WHAT YOU WILL DO:
Each entry, in full: reproduce it exactly.
=====
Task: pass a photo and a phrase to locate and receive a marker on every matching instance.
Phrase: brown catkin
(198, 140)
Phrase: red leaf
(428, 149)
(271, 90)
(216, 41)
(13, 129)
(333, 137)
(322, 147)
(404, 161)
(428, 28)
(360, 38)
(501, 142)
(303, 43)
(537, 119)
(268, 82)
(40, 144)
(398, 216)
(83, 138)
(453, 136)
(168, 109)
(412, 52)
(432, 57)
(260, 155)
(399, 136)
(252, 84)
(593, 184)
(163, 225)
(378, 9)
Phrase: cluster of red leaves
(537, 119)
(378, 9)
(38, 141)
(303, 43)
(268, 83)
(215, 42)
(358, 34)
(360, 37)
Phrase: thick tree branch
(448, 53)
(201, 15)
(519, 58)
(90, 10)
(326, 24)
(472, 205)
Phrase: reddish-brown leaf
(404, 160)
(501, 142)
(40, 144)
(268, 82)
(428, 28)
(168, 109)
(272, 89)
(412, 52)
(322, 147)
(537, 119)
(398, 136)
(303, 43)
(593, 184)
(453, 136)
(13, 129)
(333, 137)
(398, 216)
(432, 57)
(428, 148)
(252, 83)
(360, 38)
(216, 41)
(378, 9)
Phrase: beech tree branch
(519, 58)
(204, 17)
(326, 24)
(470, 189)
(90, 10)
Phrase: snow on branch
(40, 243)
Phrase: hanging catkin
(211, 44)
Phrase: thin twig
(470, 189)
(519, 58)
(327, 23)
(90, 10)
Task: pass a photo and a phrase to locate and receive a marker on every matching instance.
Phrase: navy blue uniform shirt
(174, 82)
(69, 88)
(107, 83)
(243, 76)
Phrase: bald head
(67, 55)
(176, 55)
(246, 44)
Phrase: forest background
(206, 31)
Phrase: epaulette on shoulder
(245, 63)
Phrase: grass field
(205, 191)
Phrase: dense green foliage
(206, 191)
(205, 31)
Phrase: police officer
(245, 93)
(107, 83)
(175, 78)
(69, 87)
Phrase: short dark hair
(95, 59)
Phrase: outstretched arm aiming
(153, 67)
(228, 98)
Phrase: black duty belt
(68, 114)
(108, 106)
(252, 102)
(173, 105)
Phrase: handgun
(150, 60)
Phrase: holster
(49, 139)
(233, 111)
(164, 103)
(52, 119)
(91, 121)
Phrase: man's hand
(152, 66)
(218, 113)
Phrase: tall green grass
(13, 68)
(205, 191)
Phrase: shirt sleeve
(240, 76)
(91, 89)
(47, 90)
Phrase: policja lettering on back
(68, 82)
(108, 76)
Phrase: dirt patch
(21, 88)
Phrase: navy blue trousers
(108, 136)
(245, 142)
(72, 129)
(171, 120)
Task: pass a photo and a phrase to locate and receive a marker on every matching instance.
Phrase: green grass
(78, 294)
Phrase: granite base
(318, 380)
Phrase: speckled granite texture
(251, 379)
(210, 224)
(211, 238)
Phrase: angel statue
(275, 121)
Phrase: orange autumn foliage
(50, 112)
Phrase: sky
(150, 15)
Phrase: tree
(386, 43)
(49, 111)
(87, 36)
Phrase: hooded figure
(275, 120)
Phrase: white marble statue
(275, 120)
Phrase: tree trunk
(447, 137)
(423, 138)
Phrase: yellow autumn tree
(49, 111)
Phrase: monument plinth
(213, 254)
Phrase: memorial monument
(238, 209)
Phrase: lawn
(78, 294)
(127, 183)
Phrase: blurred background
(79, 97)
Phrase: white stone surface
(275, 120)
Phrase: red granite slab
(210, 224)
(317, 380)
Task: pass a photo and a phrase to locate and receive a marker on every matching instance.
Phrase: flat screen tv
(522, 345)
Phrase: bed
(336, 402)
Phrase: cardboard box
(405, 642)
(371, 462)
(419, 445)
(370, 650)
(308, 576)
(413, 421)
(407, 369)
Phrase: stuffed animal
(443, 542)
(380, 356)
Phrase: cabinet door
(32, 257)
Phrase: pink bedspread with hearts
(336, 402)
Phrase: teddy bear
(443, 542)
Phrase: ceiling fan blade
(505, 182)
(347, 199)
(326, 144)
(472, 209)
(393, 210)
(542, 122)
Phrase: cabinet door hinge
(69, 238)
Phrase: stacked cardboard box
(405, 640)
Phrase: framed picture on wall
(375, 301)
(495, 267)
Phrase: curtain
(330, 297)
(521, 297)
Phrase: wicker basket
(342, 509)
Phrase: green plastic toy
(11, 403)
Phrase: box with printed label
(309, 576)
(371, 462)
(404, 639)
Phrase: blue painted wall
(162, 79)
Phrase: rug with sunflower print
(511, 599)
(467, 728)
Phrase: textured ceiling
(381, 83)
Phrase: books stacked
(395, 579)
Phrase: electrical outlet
=====
SOLUTION TO THIS TASK:
Task: pass a photo and a phrase to locate and receive a marker on every matching instance.
Phrase: brown catkin
(198, 140)
Phrase: red leaf
(428, 149)
(271, 90)
(216, 41)
(13, 129)
(333, 137)
(322, 147)
(404, 161)
(428, 28)
(360, 38)
(501, 142)
(303, 43)
(537, 119)
(268, 82)
(40, 144)
(398, 216)
(83, 138)
(453, 136)
(168, 109)
(412, 52)
(432, 57)
(260, 155)
(399, 136)
(252, 84)
(593, 184)
(163, 225)
(378, 9)
Phrase: cluster of red leaves
(537, 119)
(378, 9)
(38, 141)
(303, 43)
(268, 83)
(215, 42)
(358, 34)
(360, 37)
Phrase: thick tree branch
(448, 53)
(201, 15)
(519, 58)
(90, 10)
(326, 24)
(472, 205)
Phrase: reddish-brown leaf
(404, 160)
(501, 142)
(40, 144)
(268, 82)
(428, 28)
(168, 109)
(272, 89)
(412, 52)
(322, 147)
(537, 119)
(398, 136)
(303, 43)
(593, 184)
(453, 136)
(13, 129)
(333, 137)
(398, 216)
(432, 57)
(428, 148)
(252, 83)
(360, 38)
(216, 41)
(378, 9)
Phrase: beech tree branch
(519, 58)
(204, 17)
(326, 24)
(470, 189)
(90, 10)
Phrase: snow on branch
(40, 243)
Phrase: hanging catkin
(211, 44)
Phrase: thin twig
(470, 189)
(519, 58)
(327, 23)
(90, 10)
Task: pass a photo and a phrase to locate and receive a marker on every matching instance.
Phrase: navy blue uniform shirt
(174, 82)
(69, 88)
(107, 83)
(243, 76)
Phrase: bald head
(67, 55)
(176, 55)
(246, 44)
Phrase: forest background
(206, 31)
Phrase: epaulette on shoulder
(245, 63)
Phrase: grass field
(205, 191)
Phrase: dense green foliage
(206, 191)
(205, 31)
Phrase: police officer
(245, 93)
(107, 83)
(175, 78)
(69, 87)
Phrase: short dark hair
(95, 59)
Phrase: outstretched arm aiming
(153, 67)
(228, 98)
Phrase: black duty belt
(68, 114)
(108, 106)
(252, 102)
(173, 105)
Phrase: handgun
(150, 60)
Phrase: holster
(49, 139)
(233, 111)
(164, 103)
(52, 119)
(91, 121)
Phrase: man's hand
(152, 66)
(218, 113)
Phrase: tall green grass
(13, 68)
(205, 191)
Phrase: shirt sleeve
(240, 76)
(91, 89)
(47, 90)
Phrase: policja lettering on back
(68, 82)
(108, 76)
Phrase: dirt patch
(21, 88)
Phrase: navy blue trousers
(108, 136)
(245, 142)
(72, 129)
(171, 120)
Task: pass a photo and a phrase to locate and receive a marker on every matching instance.
Phrase: green grass
(78, 294)
Phrase: granite base
(318, 380)
Phrase: speckled granite texture
(251, 379)
(210, 224)
(211, 238)
Phrase: angel statue
(275, 121)
Phrase: orange autumn foliage
(50, 112)
Phrase: sky
(150, 15)
Phrase: tree
(386, 43)
(49, 111)
(87, 36)
Phrase: hooded figure
(275, 120)
Phrase: white marble statue
(275, 120)
Phrase: tree trunk
(447, 137)
(423, 138)
Phrase: yellow autumn tree
(49, 111)
Phrase: monument plinth
(213, 254)
Phrase: memorial monument
(238, 209)
Phrase: lawn
(78, 294)
(127, 183)
Phrase: blurred background
(79, 97)
Phrase: white stone surface
(275, 120)
Phrase: red granite slab
(210, 224)
(317, 380)
Task: pass a photo and a phrase to locate and receive a marker on every matching instance.
Phrase: flat screen tv
(522, 345)
Phrase: bed
(336, 402)
Phrase: cardboard box
(405, 642)
(371, 462)
(419, 445)
(370, 650)
(308, 576)
(413, 421)
(407, 369)
Phrase: stuffed animal
(443, 542)
(380, 356)
Phrase: cabinet door
(32, 257)
Phrase: pink bedspread with hearts
(336, 402)
Phrase: teddy bear
(443, 542)
Phrase: ceiling fan blade
(505, 182)
(347, 199)
(326, 144)
(472, 209)
(393, 210)
(542, 122)
Phrase: cabinet door hinge
(69, 238)
Phrase: stacked cardboard box
(405, 640)
Phrase: framed picture on wall
(375, 301)
(495, 267)
Phrase: curtain
(330, 297)
(521, 297)
Phrase: wicker basket
(342, 509)
Phrase: green plastic toy
(11, 403)
Phrase: box with printed label
(309, 576)
(371, 462)
(404, 639)
Phrase: blue painted wall
(162, 79)
Phrase: rug with sunflower print
(511, 599)
(467, 728)
Phrase: textured ceiling
(381, 83)
Phrase: books stacked
(395, 579)
Phrase: electrical outlet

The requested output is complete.